▸ AVAILABLE DATA
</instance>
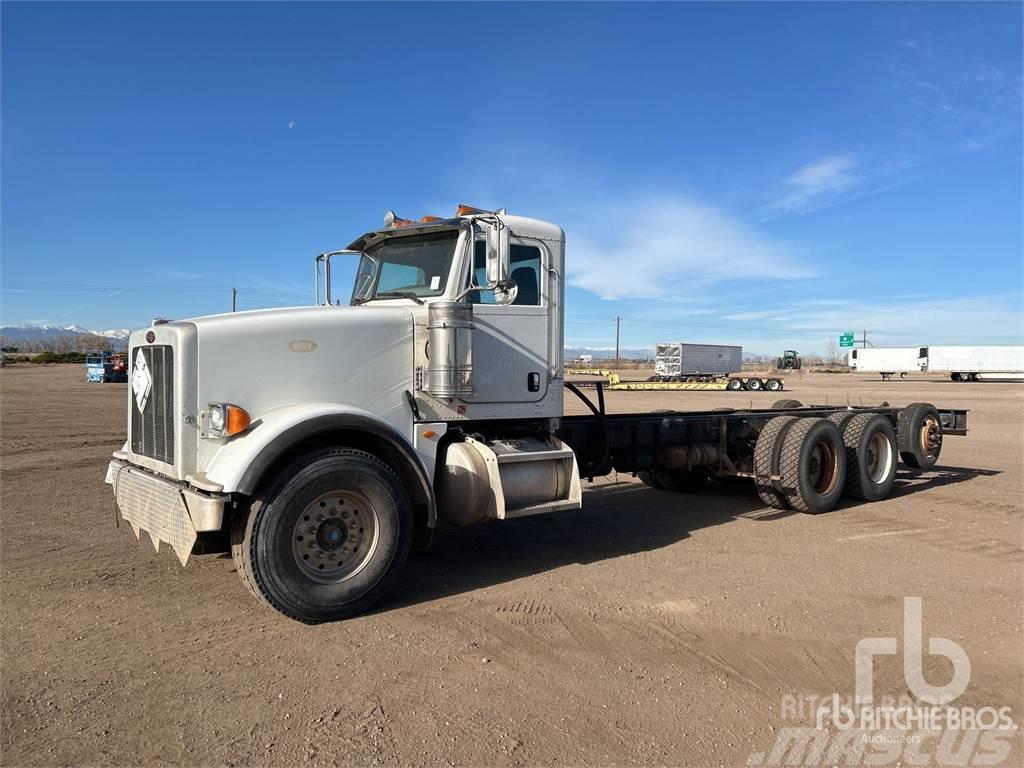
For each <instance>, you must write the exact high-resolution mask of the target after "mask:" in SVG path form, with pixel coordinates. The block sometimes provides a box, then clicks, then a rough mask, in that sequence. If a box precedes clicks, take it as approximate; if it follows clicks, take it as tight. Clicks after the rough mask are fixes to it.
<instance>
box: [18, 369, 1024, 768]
mask: <svg viewBox="0 0 1024 768" xmlns="http://www.w3.org/2000/svg"><path fill="white" fill-rule="evenodd" d="M84 379H85V375H84V372H83V371H82V369H81V367H51V368H44V367H22V368H10V369H6V370H4V371H2V372H0V398H2V410H0V417H2V474H0V481H2V487H0V494H2V497H0V502H2V511H0V547H2V549H0V567H2V613H0V615H2V686H3V688H2V740H0V750H2V761H3V763H4V764H5V765H11V766H13V765H82V764H91V765H128V764H135V765H137V764H148V765H160V764H187V765H251V764H269V763H274V764H284V765H295V764H299V763H309V764H315V765H334V764H339V765H352V764H355V765H374V764H388V765H393V764H401V765H443V764H451V765H494V766H499V765H501V766H504V765H539V764H543V765H602V766H603V765H649V764H658V765H686V766H708V765H729V766H739V765H744V764H746V762H748V759H749V756H750V755H752V754H753V753H763V752H766V751H769V750H770V749H771V748H772V745H773V743H774V742H775V737H776V733H777V732H778V730H779V728H781V727H782V726H784V725H785V724H786V722H785V721H784V720H783V714H784V713H783V712H781V702H782V700H783V697H784V696H786V695H799V694H807V695H813V694H829V693H831V692H838V693H841V694H849V693H851V692H852V689H853V679H854V665H853V658H854V647H855V645H856V643H857V641H858V640H860V639H861V638H865V637H872V636H899V635H900V634H901V632H902V622H903V598H904V597H905V596H920V597H922V598H923V601H924V602H923V605H924V628H925V637H926V638H927V637H929V636H940V637H944V638H949V639H950V640H953V641H955V642H956V643H958V644H961V645H962V646H963V647H964V649H965V650H966V651H967V653H968V655H969V657H970V659H971V678H970V685H969V687H968V689H967V691H966V692H965V693H964V695H963V696H962V697H961V699H959V700H958V701H957V703H964V702H967V703H970V705H972V706H975V707H984V706H996V707H997V706H1009V707H1012V708H1013V717H1014V718H1015V720H1017V722H1018V723H1020V722H1021V719H1022V711H1024V700H1022V684H1024V670H1022V653H1021V651H1022V647H1024V646H1022V607H1024V606H1022V575H1024V567H1022V565H1024V555H1022V519H1021V518H1022V506H1024V502H1022V490H1024V488H1022V478H1024V385H1021V384H1013V383H1007V384H1000V383H982V384H953V383H951V382H948V381H944V380H940V379H938V378H927V377H920V376H919V377H913V378H911V379H909V380H906V381H894V382H889V383H883V382H881V381H879V380H877V379H873V378H871V377H869V376H866V375H863V376H856V377H854V376H850V375H831V376H829V375H823V374H817V375H814V374H807V375H804V376H803V377H800V376H790V377H787V380H786V383H787V389H788V390H790V391H788V392H786V393H785V394H786V395H787V396H792V397H795V398H798V399H801V400H803V401H804V402H815V403H818V402H824V401H825V400H826V399H827V400H828V401H829V402H837V401H842V402H846V401H847V399H848V398H849V400H850V401H852V402H856V403H859V402H863V403H865V404H866V403H871V402H879V401H881V400H883V399H885V400H889V401H891V402H892V403H893V404H905V403H909V402H913V401H922V400H927V401H932V402H935V403H938V404H942V406H949V407H961V408H967V409H970V410H971V414H970V427H971V434H970V436H968V437H948V438H947V439H946V442H945V446H944V450H943V453H942V458H941V461H940V466H939V467H938V468H937V469H936V470H935V471H931V472H926V473H924V474H912V473H910V472H909V471H905V470H902V469H901V471H900V475H899V479H898V483H897V489H896V492H895V493H894V495H893V497H892V498H890V499H888V500H887V501H885V502H880V503H877V504H850V503H844V504H843V505H842V506H841V507H840V508H839V509H837V510H836V511H834V512H831V513H829V514H826V515H819V516H812V515H803V514H795V513H793V514H791V513H779V512H777V511H773V510H768V509H766V508H764V507H763V506H761V505H760V503H759V502H758V500H757V497H756V495H755V494H754V493H753V488H752V487H749V486H746V485H743V486H740V487H736V486H726V487H722V486H718V487H712V488H711V489H709V490H708V492H707V493H705V494H701V495H699V496H689V495H674V494H669V493H664V492H657V490H652V489H650V488H647V487H646V486H644V485H642V484H641V483H639V482H638V481H637V480H636V479H635V478H633V477H629V476H618V477H610V478H606V479H605V480H603V481H601V482H595V483H594V484H592V485H589V486H588V487H587V489H586V490H585V509H584V510H583V511H581V512H572V513H562V514H560V515H549V516H542V517H538V518H525V519H517V520H511V521H506V522H502V523H497V524H493V525H487V526H480V527H476V528H468V529H463V530H459V531H452V530H443V531H441V532H440V535H439V536H438V538H437V544H436V548H435V549H434V550H433V551H432V552H430V553H428V554H426V555H424V556H421V557H419V558H418V559H416V560H415V561H414V562H413V563H412V564H411V567H410V568H409V570H408V574H407V577H406V579H404V582H403V585H402V587H401V588H400V589H399V590H398V593H397V595H396V596H395V597H394V598H393V599H392V600H391V601H390V602H388V603H387V604H386V605H384V606H382V607H381V608H380V609H379V610H378V611H376V612H375V613H373V614H371V615H366V616H361V617H358V618H354V620H350V621H347V622H343V623H338V624H332V625H326V626H318V627H307V626H303V625H300V624H296V623H293V622H289V621H286V620H284V618H283V617H281V616H280V615H278V614H275V613H273V612H271V611H270V610H269V609H266V608H264V607H263V606H261V605H259V604H258V603H257V602H256V601H254V600H253V599H252V598H251V597H250V596H249V595H248V594H247V593H246V592H245V590H244V588H243V586H242V584H241V582H240V581H239V579H238V577H237V575H236V574H234V572H233V567H232V564H231V560H230V559H229V558H227V557H224V556H221V555H208V556H201V557H197V558H194V560H193V561H191V562H190V563H189V565H188V567H186V568H181V567H180V565H179V564H178V562H177V560H176V559H175V557H174V555H173V553H172V552H171V551H170V549H169V548H167V547H166V546H165V547H163V548H162V550H161V552H160V553H159V554H157V553H155V552H154V550H153V547H152V546H151V545H150V543H148V541H147V539H146V537H145V536H144V535H143V537H142V541H141V542H137V541H136V540H135V538H134V536H133V535H132V534H131V530H130V529H129V528H128V527H127V526H124V525H122V526H121V527H120V528H118V527H116V526H115V512H114V502H113V497H112V494H111V490H110V488H109V486H106V485H104V484H103V473H104V470H105V466H106V461H108V459H109V457H110V455H111V452H112V451H114V450H116V449H117V447H119V446H120V445H121V443H122V441H123V439H124V433H125V421H126V408H127V406H126V403H127V396H128V390H127V385H124V384H106V385H97V384H86V383H85V381H84ZM776 396H777V395H775V394H769V393H730V392H672V393H669V392H665V393H662V392H657V393H630V392H624V393H611V394H609V396H608V404H609V410H614V411H650V410H656V409H662V408H668V409H688V408H689V409H707V408H715V407H721V406H731V407H736V406H737V404H741V406H745V404H746V403H748V402H750V401H753V402H754V403H755V404H756V406H761V407H767V406H770V404H771V402H772V401H774V399H776ZM566 398H567V409H569V412H570V413H582V410H581V408H580V407H579V404H578V403H577V402H575V401H574V399H573V398H572V397H571V395H568V394H567V395H566ZM926 646H927V643H926ZM876 670H877V672H876V691H877V692H878V691H882V692H889V693H896V694H898V693H901V692H903V691H904V690H905V689H906V684H905V683H904V682H903V675H902V668H901V667H900V662H899V659H898V658H897V657H896V656H892V657H882V658H881V660H879V662H878V663H877V667H876ZM925 674H926V677H927V678H929V680H932V681H934V682H935V684H941V683H942V682H943V681H945V680H946V679H948V677H949V665H948V664H947V663H944V662H943V660H942V658H941V657H939V656H931V655H930V656H928V657H927V659H926V663H925ZM1012 749H1013V751H1014V752H1013V754H1012V755H1011V756H1010V757H1008V759H1007V761H1006V763H1005V764H1007V765H1020V764H1021V763H1022V762H1024V761H1022V754H1024V753H1022V752H1021V744H1020V740H1019V739H1018V740H1016V741H1014V742H1013V745H1012Z"/></svg>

▸ WORK ORDER
Copy, word for word, the lines that begin with the one containing "For each <instance>, you" and end with the one containing "box: [18, 369, 1024, 768]", including both of those lines.

▸ TASK ANSWER
For each <instance>, you must write the exact high-resolution mask of the target after "mask:" in SVG path form, with pixel coordinates. The block sometimes provides a box, then clicks, then a rough mask, in that sequence. If a box precedes clicks, take it as approximate; if it follows clicks, take it as tight. Clicks after the rough mask are fixes to it.
<instance>
box: [18, 369, 1024, 768]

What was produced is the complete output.